## Action item
Please set down the records below exactly as they appear.

[Region pointing data]
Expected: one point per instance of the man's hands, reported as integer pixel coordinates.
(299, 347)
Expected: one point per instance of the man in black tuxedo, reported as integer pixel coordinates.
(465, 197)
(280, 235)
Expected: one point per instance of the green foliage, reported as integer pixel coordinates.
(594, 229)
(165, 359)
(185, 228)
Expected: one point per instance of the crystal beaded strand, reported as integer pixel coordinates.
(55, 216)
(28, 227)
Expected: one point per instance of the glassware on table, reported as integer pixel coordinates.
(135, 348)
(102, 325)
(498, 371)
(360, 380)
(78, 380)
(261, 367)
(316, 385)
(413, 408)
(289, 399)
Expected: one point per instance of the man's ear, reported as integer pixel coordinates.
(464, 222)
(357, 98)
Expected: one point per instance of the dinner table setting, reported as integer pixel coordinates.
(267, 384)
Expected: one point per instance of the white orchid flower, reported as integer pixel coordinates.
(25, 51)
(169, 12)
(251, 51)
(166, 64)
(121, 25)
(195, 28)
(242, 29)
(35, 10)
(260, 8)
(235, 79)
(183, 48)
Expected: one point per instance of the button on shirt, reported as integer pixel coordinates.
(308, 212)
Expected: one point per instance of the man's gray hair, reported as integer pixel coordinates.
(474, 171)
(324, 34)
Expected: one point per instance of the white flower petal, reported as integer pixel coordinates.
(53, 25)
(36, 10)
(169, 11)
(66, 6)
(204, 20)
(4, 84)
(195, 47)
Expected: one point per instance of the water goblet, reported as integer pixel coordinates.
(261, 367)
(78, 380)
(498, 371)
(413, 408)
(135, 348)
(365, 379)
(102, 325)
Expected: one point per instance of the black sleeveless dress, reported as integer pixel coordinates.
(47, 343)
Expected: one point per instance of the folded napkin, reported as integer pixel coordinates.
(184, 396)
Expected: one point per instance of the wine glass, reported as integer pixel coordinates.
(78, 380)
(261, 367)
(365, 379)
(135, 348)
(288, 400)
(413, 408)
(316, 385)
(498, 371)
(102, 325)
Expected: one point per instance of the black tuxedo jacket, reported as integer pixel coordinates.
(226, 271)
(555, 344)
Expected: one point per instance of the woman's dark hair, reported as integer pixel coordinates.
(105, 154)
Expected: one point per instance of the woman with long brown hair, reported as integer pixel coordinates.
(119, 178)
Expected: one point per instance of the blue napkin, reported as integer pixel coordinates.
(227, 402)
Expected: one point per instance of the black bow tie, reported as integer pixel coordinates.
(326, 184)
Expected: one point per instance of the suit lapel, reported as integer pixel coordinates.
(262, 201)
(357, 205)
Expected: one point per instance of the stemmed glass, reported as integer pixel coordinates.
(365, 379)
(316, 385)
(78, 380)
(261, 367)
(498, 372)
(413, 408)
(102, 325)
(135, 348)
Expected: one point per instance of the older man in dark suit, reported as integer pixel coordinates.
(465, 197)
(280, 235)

## Task answer
Expected: one point per instance of the man's hands, reported as integer pixel coordinates.
(299, 347)
Expected: one point per instance of the man in black tuxedo, reported as integer pixel coordinates.
(465, 197)
(280, 235)
Expected: one point per instance of the green foliage, reported as integer pixel coordinates.
(594, 229)
(165, 359)
(185, 228)
Expected: one point per instance of the crystal beaded strand, reported as integer pixel coordinates.
(55, 216)
(28, 227)
Expected: one point per instance of the glassware on table, reported as integer pixel coordinates.
(135, 348)
(102, 325)
(498, 371)
(360, 380)
(78, 380)
(261, 367)
(316, 385)
(413, 408)
(289, 399)
Expected: one point per instance of the man's ear, reported as integer pixel coordinates.
(464, 222)
(357, 98)
Expected: one point per instance of the dinner table setting, reported as integer pixel coordinates.
(267, 384)
Expected: one point per instance of the white orchid flower, reported as integer pixel coordinates.
(25, 51)
(169, 12)
(251, 51)
(166, 64)
(121, 25)
(195, 28)
(242, 29)
(35, 10)
(260, 8)
(235, 79)
(183, 48)
Expected: one point per instance of the button on shirt, reported as integer pixel coordinates.
(308, 212)
Expected: one point per instance of the man's gray hair, reported as integer pixel coordinates.
(474, 171)
(324, 34)
Expected: one point per instance of the white flower petal, reported as integer pixel coordinates.
(53, 25)
(36, 10)
(169, 11)
(66, 6)
(204, 20)
(4, 84)
(195, 47)
Expected: one point per instance of the water goblet, reported as integer pixel coordinates.
(261, 367)
(78, 380)
(498, 371)
(413, 408)
(135, 348)
(365, 379)
(102, 325)
Expected: one point per instance of the black sleeveless dress, reported as integer pixel coordinates.
(47, 343)
Expected: one point per instance of the folded napkin, reported as integer pixel coordinates.
(184, 396)
Expected: one point per instance of the wine glass, reported as integer pixel coordinates.
(78, 380)
(261, 367)
(365, 379)
(135, 348)
(288, 400)
(413, 408)
(316, 385)
(498, 371)
(102, 325)
Expected: one point per instance of the black tuxedo jacket, reported as integer pixel coordinates.
(226, 271)
(555, 344)
Expected: one point per instance of the woman's dark hair, reported as integer pixel coordinates.
(105, 154)
Expected: one point per instance of the woman with long brown hair, reported as integer pixel coordinates.
(119, 178)
Expected: one point per instance of the blue napkin, reported as integer pixel coordinates.
(227, 402)
Expected: one point per instance of the black bow tie, reported as integer pixel coordinates.
(326, 184)
Expected: one point per instance of the suit lapel, reported as integer pixel coordinates.
(262, 201)
(357, 205)
Expected: one point per instance of the stemmed glass, reported as integer pixel coordinates.
(365, 379)
(316, 385)
(78, 380)
(261, 367)
(498, 372)
(413, 408)
(102, 325)
(135, 348)
Expected: one point per instance of the older man in dark suit, reported as integer pixel coordinates.
(465, 197)
(280, 235)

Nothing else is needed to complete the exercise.